| Teks Bacaan |
Minggu, 05 Juli 2009

Warga

"Prita Mulyasari" Konsentrasi Kerja dan Keluarga

Dua bulan lalu, nama Prita Mulyasari mungkin hanya dikenal saudara, teman, rekan kerja dan tetangga. Siapa sangka jika ibu dua anak ini bisa seterkenal sekarang. Namanya sangat familiar di telinga. Wajahnya pun hampir selalu menghiasi layar kaca televisi. Itu semua hanya karena sebuah email.

Bagi sebagian orang, jejak elektronik mungkin bukan hal baru, terutama bagi para pengguna jaringan internet. Mengetik nama sendiri sebagai kata kunci di engine searching seperti Google atau Yahoo!untuk melihat sejauh mana nama tersebut tercatat di dunia maya, mungkin sering dilakukan. Bila itu yang dilakukan Prita Mulyasari, fantastis. Ya, mungkin hanya beberapa nama orang Indonesia yang pernah mencapai angka yang didapatkan Prita.
Sekitar dua juta seratus ribu file yang muncul, berhubungan dengan nama Prita Mulyasari bulan lalu. Angka ini bahkan jauh melampaui dua nama calon presiden yang bertarung pada pemilihan presiden 2009. Bahkan sangat jauh melampaui ‘sang fenomena’ Manohara Adellia Pinot yang juga pernah rutin menghiasi pemberitaan, baik cetak maupun elektronik belakangan ini.
Fantastis memang, Prita sendiri tidak percaya dengan apa yang dia dapatkan sekarang. “Saya juga heran mas, kok bisa begitu,” ucap Prita polos ketika diwawancarai Kicau Bintaro di rumahnya. Warga Jalan Kucica, Sektor 9, ini tetap seperti apa adanya. Bersama suami dan kedua putra-putrinya, mereka beraktivitas layaknya orang kebanyakan. Tidak ada hal yang menandakan bahwa sebelumnya mereka mengalami hari-hari sulit yang belum pernah mereka rasakan.

| Instruksi yang Diberikan 1 |
Jawab pertanyaan berikut berdasarkan artikel tentang Prita Mulyasari.
(a) Berapa kira-kira jumlah file yang muncul terkait nama Prita Mulyasari bulan lalu?
(b) Di jalan dan sektor mana Prita tinggal?
(c) Berapa anak yang dimiliki Prita?
| Instruksi yang Diberikan 2 |
Tolong tulis ulang bagian artikel tentang Prita Mulyasari dari "Bagi sebagian orang, jejak" sampai "elektronik belakangan ini.", dan ganti "dunia maya" dengan "internet".

Data anotasi berbasis titik:
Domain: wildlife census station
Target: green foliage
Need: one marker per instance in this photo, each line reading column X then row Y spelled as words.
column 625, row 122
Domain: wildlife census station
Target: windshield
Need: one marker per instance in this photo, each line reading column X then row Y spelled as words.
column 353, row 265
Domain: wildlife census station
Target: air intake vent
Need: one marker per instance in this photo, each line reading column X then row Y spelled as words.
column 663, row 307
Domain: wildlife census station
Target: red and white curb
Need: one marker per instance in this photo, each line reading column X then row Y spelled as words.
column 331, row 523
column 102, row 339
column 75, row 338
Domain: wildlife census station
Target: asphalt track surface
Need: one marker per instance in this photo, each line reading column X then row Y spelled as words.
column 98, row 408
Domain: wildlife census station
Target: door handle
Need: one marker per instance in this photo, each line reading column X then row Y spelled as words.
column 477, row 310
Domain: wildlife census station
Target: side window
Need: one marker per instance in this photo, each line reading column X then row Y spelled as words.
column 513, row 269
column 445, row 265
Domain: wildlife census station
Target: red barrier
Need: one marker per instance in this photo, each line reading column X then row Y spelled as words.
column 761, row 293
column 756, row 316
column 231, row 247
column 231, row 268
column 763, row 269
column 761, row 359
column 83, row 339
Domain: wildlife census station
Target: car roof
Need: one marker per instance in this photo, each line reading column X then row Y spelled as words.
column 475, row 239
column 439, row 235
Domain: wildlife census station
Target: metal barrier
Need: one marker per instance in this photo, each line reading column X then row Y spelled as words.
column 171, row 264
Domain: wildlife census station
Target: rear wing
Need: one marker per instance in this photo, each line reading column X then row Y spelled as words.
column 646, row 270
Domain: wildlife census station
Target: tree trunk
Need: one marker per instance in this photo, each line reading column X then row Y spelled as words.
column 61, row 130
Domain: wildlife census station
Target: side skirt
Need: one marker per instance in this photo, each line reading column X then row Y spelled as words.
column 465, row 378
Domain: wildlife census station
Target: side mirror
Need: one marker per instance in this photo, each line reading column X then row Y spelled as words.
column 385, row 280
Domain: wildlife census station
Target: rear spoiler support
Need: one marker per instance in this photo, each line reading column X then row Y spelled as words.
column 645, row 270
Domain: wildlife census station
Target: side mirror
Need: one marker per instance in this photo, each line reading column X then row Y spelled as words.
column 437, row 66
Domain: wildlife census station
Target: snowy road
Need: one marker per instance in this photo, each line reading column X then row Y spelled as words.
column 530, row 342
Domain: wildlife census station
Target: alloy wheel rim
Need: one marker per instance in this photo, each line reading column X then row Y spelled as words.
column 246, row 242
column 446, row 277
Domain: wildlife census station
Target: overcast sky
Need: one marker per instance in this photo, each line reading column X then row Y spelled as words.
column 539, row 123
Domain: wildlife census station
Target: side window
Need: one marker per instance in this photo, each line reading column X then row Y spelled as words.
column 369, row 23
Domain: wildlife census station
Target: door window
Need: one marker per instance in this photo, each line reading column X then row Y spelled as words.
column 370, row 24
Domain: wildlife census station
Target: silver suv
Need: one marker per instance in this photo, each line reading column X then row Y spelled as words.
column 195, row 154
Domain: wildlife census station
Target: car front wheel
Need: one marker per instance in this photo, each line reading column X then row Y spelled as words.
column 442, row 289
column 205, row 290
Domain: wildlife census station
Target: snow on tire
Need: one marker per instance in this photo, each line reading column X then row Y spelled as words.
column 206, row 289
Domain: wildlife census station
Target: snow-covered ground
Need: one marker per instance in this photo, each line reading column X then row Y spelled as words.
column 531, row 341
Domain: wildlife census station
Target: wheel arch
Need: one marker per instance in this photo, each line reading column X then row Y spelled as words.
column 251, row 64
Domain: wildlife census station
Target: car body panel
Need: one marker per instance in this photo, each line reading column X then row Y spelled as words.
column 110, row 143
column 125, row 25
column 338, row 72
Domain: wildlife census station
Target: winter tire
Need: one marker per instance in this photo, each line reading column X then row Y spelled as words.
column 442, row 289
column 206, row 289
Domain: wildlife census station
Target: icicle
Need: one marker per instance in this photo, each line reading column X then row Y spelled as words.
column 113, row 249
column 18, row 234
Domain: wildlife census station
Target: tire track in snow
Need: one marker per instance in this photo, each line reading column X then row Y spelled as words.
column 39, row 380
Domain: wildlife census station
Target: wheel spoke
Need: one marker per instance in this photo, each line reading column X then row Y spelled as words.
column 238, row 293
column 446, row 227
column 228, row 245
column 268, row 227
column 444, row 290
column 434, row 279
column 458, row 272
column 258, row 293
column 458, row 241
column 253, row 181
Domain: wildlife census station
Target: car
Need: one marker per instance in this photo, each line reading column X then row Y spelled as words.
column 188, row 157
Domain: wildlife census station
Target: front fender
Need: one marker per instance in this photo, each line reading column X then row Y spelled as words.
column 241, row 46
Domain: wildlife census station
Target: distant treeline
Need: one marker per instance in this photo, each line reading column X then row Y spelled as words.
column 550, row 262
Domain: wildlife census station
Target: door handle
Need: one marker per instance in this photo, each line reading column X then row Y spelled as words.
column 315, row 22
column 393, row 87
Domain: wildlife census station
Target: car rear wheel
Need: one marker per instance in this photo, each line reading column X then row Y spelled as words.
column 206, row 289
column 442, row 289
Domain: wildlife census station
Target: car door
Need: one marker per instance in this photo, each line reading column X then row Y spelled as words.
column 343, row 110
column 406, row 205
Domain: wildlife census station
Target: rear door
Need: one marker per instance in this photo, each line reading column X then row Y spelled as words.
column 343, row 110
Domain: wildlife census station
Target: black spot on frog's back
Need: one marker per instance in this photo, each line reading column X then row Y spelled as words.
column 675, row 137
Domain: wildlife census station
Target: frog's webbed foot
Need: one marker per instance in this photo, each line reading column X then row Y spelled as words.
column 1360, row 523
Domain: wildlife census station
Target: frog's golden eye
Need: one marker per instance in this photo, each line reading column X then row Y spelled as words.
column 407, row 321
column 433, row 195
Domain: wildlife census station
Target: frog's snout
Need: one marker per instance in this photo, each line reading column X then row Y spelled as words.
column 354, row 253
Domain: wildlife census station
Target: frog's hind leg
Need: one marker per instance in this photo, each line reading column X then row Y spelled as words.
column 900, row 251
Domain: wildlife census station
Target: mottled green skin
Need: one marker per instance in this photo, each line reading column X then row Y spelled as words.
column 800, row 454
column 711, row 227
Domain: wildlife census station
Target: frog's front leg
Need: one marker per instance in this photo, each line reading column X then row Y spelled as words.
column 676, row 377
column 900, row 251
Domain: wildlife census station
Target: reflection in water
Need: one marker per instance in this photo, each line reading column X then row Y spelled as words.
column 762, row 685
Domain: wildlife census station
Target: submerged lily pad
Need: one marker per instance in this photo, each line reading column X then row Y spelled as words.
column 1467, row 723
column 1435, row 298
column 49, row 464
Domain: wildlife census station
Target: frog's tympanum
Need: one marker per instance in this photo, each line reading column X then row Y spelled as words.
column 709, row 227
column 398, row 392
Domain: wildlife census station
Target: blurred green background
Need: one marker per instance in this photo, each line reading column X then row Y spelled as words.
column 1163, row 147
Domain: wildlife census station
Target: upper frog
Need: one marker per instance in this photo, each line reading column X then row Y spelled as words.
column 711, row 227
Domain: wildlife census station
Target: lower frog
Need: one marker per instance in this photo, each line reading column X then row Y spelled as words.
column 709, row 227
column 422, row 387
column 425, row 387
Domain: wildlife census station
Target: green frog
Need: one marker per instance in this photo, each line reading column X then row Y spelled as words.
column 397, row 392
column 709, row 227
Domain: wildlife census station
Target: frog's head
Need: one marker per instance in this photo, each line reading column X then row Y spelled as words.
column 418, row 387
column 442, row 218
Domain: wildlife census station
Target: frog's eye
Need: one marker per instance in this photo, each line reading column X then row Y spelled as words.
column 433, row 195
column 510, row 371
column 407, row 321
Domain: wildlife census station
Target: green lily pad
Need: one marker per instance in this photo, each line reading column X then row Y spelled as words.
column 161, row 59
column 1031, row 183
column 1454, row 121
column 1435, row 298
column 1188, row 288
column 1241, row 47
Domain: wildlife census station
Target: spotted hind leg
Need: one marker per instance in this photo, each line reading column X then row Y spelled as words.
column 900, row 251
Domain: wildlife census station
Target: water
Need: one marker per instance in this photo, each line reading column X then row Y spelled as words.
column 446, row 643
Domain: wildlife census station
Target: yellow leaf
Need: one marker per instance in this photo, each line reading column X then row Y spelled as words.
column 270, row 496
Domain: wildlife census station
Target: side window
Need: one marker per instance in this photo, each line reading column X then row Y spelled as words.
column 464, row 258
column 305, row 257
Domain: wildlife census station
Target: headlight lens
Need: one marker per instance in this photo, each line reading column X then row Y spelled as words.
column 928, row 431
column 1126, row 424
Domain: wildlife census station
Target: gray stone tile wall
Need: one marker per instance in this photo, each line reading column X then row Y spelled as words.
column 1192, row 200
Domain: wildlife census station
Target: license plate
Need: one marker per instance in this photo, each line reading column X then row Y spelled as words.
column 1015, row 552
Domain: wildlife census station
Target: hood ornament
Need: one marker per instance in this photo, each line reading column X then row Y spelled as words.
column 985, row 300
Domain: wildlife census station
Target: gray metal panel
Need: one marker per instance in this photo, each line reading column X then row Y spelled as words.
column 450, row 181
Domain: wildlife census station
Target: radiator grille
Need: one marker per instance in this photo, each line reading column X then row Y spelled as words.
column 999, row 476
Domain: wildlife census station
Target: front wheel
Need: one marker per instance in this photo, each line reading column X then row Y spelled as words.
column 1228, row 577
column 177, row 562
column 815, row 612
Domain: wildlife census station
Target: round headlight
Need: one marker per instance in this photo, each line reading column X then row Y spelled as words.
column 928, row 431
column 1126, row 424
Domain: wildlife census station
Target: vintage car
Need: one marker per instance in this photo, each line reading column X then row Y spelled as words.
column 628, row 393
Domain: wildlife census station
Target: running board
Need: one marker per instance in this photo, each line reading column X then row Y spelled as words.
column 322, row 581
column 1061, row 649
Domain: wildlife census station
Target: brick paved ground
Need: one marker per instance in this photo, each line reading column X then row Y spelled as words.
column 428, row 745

| Jawaban Tertulis 1 |
(a) Sekitar dua juta seratus ribu file.
(b) Jalan Kucica, Sektor 9.
(c) Dua anak.

| Jawaban Tertulis 2 |
Bagi sebagian orang, jejak elektronik mungkin bukan hal baru, terutama bagi para pengguna jaringan internet. Mengetik nama sendiri sebagai kata kunci di engine searching seperti Google atau Yahoo!untuk melihat sejauh mana nama tersebut tercatat di internet, mungkin sering dilakukan. Bila itu yang dilakukan Prita Mulyasari, fantastis. Ya, mungkin hanya beberapa nama orang Indonesia yang pernah mencapai angka yang didapatkan Prita.
Sekitar dua juta seratus ribu file yang muncul, berhubungan dengan nama Prita Mulyasari bulan lalu. Angka ini bahkan jauh melampaui dua nama calon presiden yang bertarung pada pemilihan presiden 2009. Bahkan sangat jauh melampaui ‘sang fenomena’ Manohara Adellia Pinot yang juga pernah rutin menghiasi pemberitaan, baik cetak maupun elektronik belakangan ini.